§ **Given passage**:
*** Begin section ***

The ad account planner. Everyday magicians.

There's been a lot of ink on the role of the advertising and marketing account planner, and with so much focus on digital and social today, this role is increasingly becoming crucial to the change that is happening in the landscape today : the huge paradigm shift from one way advertising to true engagement, from monolog to dialog.

Is the planner an unique beast? Which side of the fence does he play on? At the agency, she is a strategic consultant who helps route the client's (brands') communications strategies. So he is a client-consumer-agency connector. Ideally, she is an expert at understanding how communication content and media interact and intersect to deliver, to engage with the consumer. Some call this connection planning, some channel planning. It is strategic planning, whichever name you give to the rose.

His main tool is research. Her main output is insight. The currency the planner has in his/her wallet is ideas. It's about using data (in digital, its all data), turning that into meaningful insight and helping then convert that into effective communications. It's ideas. Ideas that are different but that resonate. Ideas that are focused but unbound from tradition and same-old, same-old. Ideas that are culturally sensitive and market realistic. It is focus and broad vision at the same time.

*** End section ***

§ **Extracted records**:

*** Begin section ***

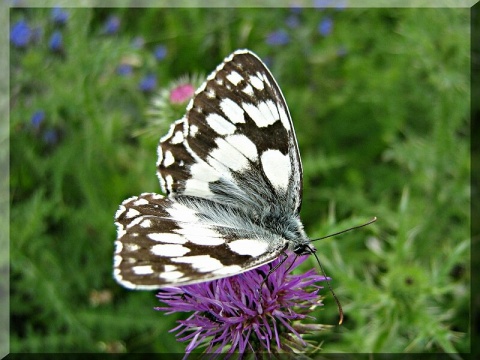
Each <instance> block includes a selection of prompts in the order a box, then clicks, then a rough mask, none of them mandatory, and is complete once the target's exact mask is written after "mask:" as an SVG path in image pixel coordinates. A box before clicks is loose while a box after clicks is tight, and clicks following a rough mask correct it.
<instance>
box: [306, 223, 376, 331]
mask: <svg viewBox="0 0 480 360" xmlns="http://www.w3.org/2000/svg"><path fill="white" fill-rule="evenodd" d="M375 221H377V217H376V216H375V217H374V218H373V219H372V220H370V221H368V222H366V223H365V224H362V225H357V226H354V227H351V228H348V229H346V230H342V231H339V232H336V233H334V234H330V235H327V236H323V237H320V238H317V239H313V240H311V241H316V240H322V239H326V238H329V237H332V236H336V235H340V234H343V233H346V232H348V231H351V230H355V229H358V228H361V227H364V226H367V225H370V224H371V223H374V222H375ZM312 254H313V256H315V259H317V263H318V266H319V267H320V270H321V271H322V274H323V276H325V281H326V282H327V286H328V290H330V292H331V293H332V295H333V298H334V299H335V302H336V303H337V307H338V313H339V316H340V319H339V320H338V325H341V324H342V323H343V309H342V305H341V304H340V301H339V300H338V298H337V295H335V292H334V291H333V288H332V285H330V281H329V280H328V277H327V274H326V273H325V270H324V269H323V266H322V263H321V262H320V260H319V259H318V256H317V254H315V252H312Z"/></svg>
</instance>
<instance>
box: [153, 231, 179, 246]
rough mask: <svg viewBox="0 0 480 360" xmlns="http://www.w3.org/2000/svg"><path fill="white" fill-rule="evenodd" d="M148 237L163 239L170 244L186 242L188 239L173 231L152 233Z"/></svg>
mask: <svg viewBox="0 0 480 360" xmlns="http://www.w3.org/2000/svg"><path fill="white" fill-rule="evenodd" d="M147 237H148V238H149V239H151V240H153V241H161V242H164V243H168V244H185V243H186V242H187V240H186V239H185V238H184V237H183V236H180V235H177V234H171V233H150V234H147Z"/></svg>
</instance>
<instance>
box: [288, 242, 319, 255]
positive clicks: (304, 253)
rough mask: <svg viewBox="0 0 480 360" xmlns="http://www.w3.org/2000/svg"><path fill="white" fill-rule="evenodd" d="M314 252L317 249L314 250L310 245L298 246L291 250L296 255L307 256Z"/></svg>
mask: <svg viewBox="0 0 480 360" xmlns="http://www.w3.org/2000/svg"><path fill="white" fill-rule="evenodd" d="M316 251H317V249H315V248H314V247H313V246H311V245H310V244H298V245H296V246H295V247H294V248H293V252H294V253H295V254H296V255H309V254H313V253H314V252H316Z"/></svg>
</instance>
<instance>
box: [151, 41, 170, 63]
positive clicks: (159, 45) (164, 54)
mask: <svg viewBox="0 0 480 360" xmlns="http://www.w3.org/2000/svg"><path fill="white" fill-rule="evenodd" d="M153 54H154V55H155V59H157V60H158V61H160V60H163V59H165V57H166V56H167V47H166V46H165V45H157V46H155V49H153Z"/></svg>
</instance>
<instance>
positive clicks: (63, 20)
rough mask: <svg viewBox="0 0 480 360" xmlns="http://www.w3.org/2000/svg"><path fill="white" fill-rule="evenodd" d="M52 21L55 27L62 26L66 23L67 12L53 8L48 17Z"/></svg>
mask: <svg viewBox="0 0 480 360" xmlns="http://www.w3.org/2000/svg"><path fill="white" fill-rule="evenodd" d="M50 17H51V19H52V21H53V23H54V24H56V25H60V26H63V25H65V24H66V23H67V21H68V17H69V15H68V12H66V11H65V10H63V9H62V8H59V7H54V8H53V9H52V12H51V15H50Z"/></svg>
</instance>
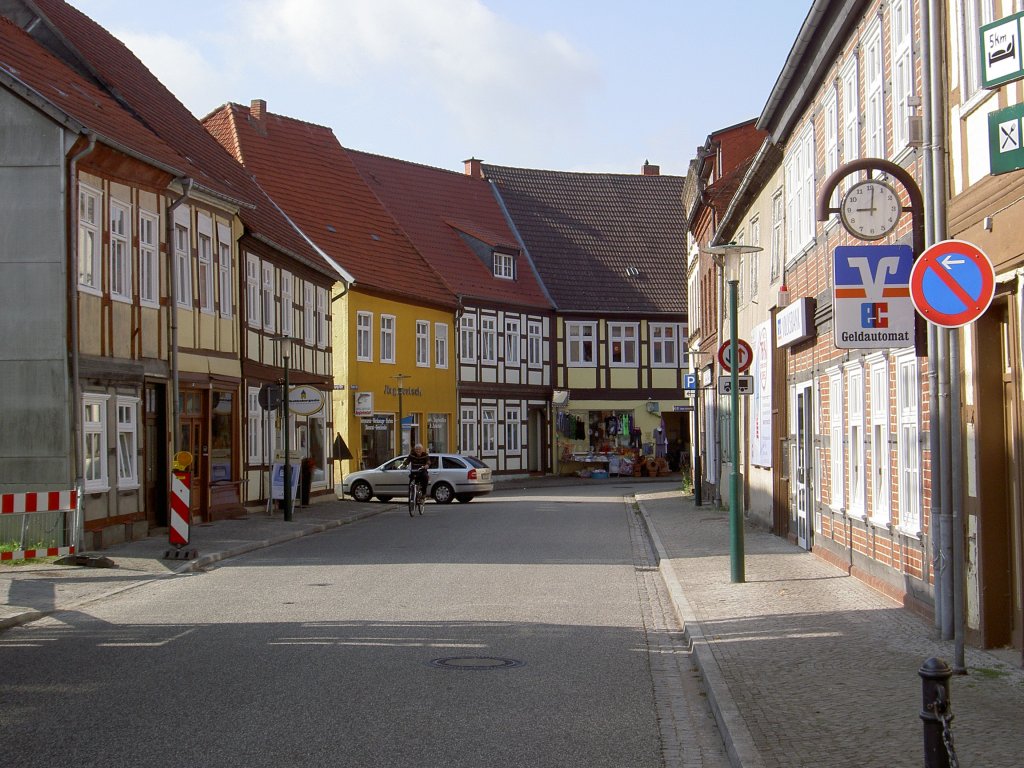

*** End section ***

§ **The problem**: Resume the passage on the advertising account planner, picking up right after its last sentence.

§ **Result**:
If you're going for heart and mind, for top-of-mind or any other part of the human action-reaction body collective, the planner's role is about being able to define the road signs so that creatives can deliver on simplicity and common sense – in the truths that lie hidden in everyday – so that the message is truthful but interesting (yes, that's a conundrum). It is persuasion.

The planner is a coach, a policeman, a conjurer. A manager of process, a timekeeper, a counselor. A lot of ad professionals believe that every account or client manager is a planner de facto. But they forget the creative side inspirational challenges that the real planner faces. The balancing act between data, insight, demographics and photoshop. The tradeoffs between Likes and brand guidelines. It is magic.

I haven't been around in this market long enough to have a little black book of names and numbers of planners who are all of the above. A handful, I know. One is an old hand at this. The other one is fresh, brimming with ideas and rearing to be the beast. Nancy Khurana, take a bow. You are trending. And the one guy who's the rock? The Original? Tahaab Rais. #Respect. Tahaab is legend.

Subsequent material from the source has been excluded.